What is being asked:
Nothing may be changed. Give the entries below again exactly.

Data for review:

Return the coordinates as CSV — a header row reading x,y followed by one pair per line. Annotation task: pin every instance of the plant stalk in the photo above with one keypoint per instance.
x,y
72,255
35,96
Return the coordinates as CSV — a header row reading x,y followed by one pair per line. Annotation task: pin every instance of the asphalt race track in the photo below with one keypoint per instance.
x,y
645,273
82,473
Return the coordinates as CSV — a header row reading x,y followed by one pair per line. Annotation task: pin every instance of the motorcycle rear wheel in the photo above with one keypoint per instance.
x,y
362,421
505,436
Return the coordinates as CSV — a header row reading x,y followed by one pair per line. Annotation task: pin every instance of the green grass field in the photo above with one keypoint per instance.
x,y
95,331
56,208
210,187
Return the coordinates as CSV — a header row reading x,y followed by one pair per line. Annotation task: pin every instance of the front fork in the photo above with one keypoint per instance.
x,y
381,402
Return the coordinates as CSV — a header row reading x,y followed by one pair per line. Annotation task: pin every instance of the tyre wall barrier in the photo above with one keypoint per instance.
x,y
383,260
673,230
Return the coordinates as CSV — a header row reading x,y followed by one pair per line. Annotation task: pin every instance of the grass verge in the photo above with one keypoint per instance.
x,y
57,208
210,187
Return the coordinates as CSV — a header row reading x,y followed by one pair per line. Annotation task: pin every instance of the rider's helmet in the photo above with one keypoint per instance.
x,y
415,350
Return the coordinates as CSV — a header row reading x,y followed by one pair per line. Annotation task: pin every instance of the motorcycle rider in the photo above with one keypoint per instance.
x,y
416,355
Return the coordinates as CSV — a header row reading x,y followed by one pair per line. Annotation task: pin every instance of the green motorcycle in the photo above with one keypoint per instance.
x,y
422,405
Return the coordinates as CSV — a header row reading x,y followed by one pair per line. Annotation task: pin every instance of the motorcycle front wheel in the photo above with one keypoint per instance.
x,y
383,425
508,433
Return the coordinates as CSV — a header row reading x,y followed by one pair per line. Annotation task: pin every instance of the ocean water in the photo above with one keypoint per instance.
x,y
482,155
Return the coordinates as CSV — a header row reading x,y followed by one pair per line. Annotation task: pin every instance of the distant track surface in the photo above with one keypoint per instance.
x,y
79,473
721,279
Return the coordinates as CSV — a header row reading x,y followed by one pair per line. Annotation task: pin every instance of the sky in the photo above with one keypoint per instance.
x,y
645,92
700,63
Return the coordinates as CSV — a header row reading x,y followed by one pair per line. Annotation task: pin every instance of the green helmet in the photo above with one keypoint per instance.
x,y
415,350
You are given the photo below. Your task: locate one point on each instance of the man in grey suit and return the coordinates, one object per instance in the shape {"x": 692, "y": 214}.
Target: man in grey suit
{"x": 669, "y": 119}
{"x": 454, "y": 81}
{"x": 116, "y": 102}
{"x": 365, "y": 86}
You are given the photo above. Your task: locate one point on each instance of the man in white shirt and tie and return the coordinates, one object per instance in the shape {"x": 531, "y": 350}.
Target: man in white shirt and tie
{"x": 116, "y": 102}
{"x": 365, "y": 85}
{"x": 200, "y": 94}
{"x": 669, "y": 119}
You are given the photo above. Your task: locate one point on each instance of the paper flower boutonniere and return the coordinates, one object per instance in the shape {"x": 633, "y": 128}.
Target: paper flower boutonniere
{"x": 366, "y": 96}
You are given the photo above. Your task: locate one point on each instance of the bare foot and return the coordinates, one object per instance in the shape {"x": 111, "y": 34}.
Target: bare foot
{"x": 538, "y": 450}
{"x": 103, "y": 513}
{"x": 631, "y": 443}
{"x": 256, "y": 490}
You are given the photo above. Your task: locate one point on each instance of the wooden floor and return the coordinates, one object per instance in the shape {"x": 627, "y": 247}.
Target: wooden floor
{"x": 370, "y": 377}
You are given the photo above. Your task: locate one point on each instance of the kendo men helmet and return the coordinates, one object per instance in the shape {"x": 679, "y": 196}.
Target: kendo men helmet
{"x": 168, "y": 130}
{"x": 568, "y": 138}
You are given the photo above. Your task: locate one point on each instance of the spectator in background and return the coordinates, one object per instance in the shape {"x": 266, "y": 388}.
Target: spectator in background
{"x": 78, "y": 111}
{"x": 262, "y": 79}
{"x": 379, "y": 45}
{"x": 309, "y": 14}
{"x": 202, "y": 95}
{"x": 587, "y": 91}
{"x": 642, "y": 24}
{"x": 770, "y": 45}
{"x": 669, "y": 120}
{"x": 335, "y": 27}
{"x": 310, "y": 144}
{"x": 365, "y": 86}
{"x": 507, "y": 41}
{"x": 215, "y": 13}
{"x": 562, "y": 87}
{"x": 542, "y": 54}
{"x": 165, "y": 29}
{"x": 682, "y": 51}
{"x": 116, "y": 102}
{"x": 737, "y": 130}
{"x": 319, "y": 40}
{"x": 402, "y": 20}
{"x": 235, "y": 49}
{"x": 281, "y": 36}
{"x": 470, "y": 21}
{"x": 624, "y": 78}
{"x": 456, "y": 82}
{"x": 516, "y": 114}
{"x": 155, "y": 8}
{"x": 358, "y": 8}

Expected answer:
Return the coordinates as CSV — a header row reading x,y followed by one pair per line. Annotation task: pin every instance of the plant stalk in the photo above with one keypoint per instance.
x,y
72,255
35,96
Return the coordinates as CSV — a header row reading x,y followed by one pair per line. Annotation task: pin every instance of the asphalt race track in the photo below with one keypoint per instance.
x,y
645,273
82,473
Return the coordinates as CSV — a header row reading x,y followed by one pair per line. Annotation task: pin every instance of the motorcycle rear wheel in the photo above with one keypoint per instance.
x,y
362,421
505,436
Return the coordinates as CSV — a header row reading x,y followed by one pair per line. Annotation task: pin every instance of the green grass field in the photo above with one keypoint per instance.
x,y
95,331
56,208
210,187
Return the coordinates as CSV — a header row reading x,y followed by one pair per line. Annotation task: pin every instance of the front fork in the photo above with one keypoint per instance.
x,y
381,402
Return the coordinates as CSV — a header row reading x,y followed by one pair per line. Annotation task: pin every instance of the tyre wall barrier in the photo above with one keypoint per instance.
x,y
383,260
673,230
Return the coordinates as CSV — a header row reading x,y followed by one pair per line. Annotation task: pin every instance of the grass verge in the photo above with one keypoint per instance.
x,y
57,208
210,187
Return the coordinates as CSV — a header row reading x,y followed by one pair per line. Annotation task: pin every instance of the rider's helmet in the photo above with one keypoint per instance.
x,y
415,350
Return the coordinates as CSV — a header row reading x,y followed by one pair per line. Annotation task: pin every instance of the motorcycle rider in the photo above with one keypoint per instance.
x,y
416,355
Return the coordinates as CSV — a header row reading x,y followed by one pair per line. Annotation task: pin every instance of the green motorcycle in the photo above with one keypoint per instance.
x,y
422,405
Return the coordinates as CSV — a header row reading x,y followed by one pair per line. Annotation task: pin every instance of the motorcycle front wheel in the photo above with one keypoint per instance.
x,y
383,425
508,433
Return the coordinates as CSV — a header row reading x,y followed by one pair per line. Annotation task: pin every instance of the ocean water in the photo above with one keypoint per instance.
x,y
482,155
Return the coordinates as CSV — a header row reading x,y followed by one pair per line. Annotation task: pin every instance of the distant track surface in the photo above with one keypoint per instance.
x,y
79,473
721,279
Return the coordinates as CSV — a header row reading x,y followed by one pair per line. Annotation task: pin every instance of the sky in the photo above with one keypoint per instance.
x,y
645,92
700,63
Return the coordinates as CSV — a header row reading x,y followed by one pair per line. Annotation task: pin every instance of the green helmet in the photo above with one keypoint per instance.
x,y
415,350
You are given the photo below. Your task: locate one point on each instance of the man in grey suit and return the coordinates, one object per instance in the shape {"x": 692, "y": 214}.
Target: man in grey suit
{"x": 669, "y": 119}
{"x": 454, "y": 81}
{"x": 116, "y": 102}
{"x": 365, "y": 86}
You are given the photo above. Your task: locate one point on each instance of the man in white shirt and tie and return the coordinates, one object per instance in the shape {"x": 531, "y": 350}.
Target: man in white shirt and tie
{"x": 116, "y": 102}
{"x": 365, "y": 85}
{"x": 200, "y": 94}
{"x": 669, "y": 119}
You are given the photo above. Your task: locate one point on each instance of the paper flower boutonniere and return the coordinates, one object per instance in the shape {"x": 633, "y": 128}.
Target: paper flower boutonniere
{"x": 366, "y": 96}
You are given the photo above. Your task: locate one point on each instance of the bare foot and return the coordinates, one object per instance in the shape {"x": 111, "y": 34}.
Target: bare foot
{"x": 538, "y": 450}
{"x": 103, "y": 513}
{"x": 631, "y": 443}
{"x": 256, "y": 490}
You are given the photo above. Your task: locate one point on each instance of the wooden floor and return the coordinates, one object per instance in the shape {"x": 627, "y": 247}.
Target: wooden floor
{"x": 370, "y": 377}
You are given the photo above. Your task: locate one point on each instance of the kendo men helmet and return the coordinates, one object per instance in the shape {"x": 679, "y": 196}.
Target: kendo men helmet
{"x": 168, "y": 130}
{"x": 568, "y": 138}
You are given the photo above. Your task: locate one point on each instance of the spectator in background and return the coordinates, one object per instance in the shape {"x": 266, "y": 388}.
Target: spectator in background
{"x": 78, "y": 111}
{"x": 262, "y": 79}
{"x": 379, "y": 45}
{"x": 309, "y": 14}
{"x": 202, "y": 95}
{"x": 587, "y": 91}
{"x": 642, "y": 24}
{"x": 770, "y": 45}
{"x": 669, "y": 120}
{"x": 335, "y": 27}
{"x": 310, "y": 144}
{"x": 365, "y": 86}
{"x": 507, "y": 41}
{"x": 215, "y": 13}
{"x": 562, "y": 87}
{"x": 542, "y": 54}
{"x": 165, "y": 29}
{"x": 682, "y": 51}
{"x": 116, "y": 102}
{"x": 737, "y": 130}
{"x": 319, "y": 40}
{"x": 402, "y": 20}
{"x": 235, "y": 49}
{"x": 281, "y": 36}
{"x": 470, "y": 21}
{"x": 624, "y": 78}
{"x": 456, "y": 82}
{"x": 516, "y": 114}
{"x": 155, "y": 8}
{"x": 358, "y": 8}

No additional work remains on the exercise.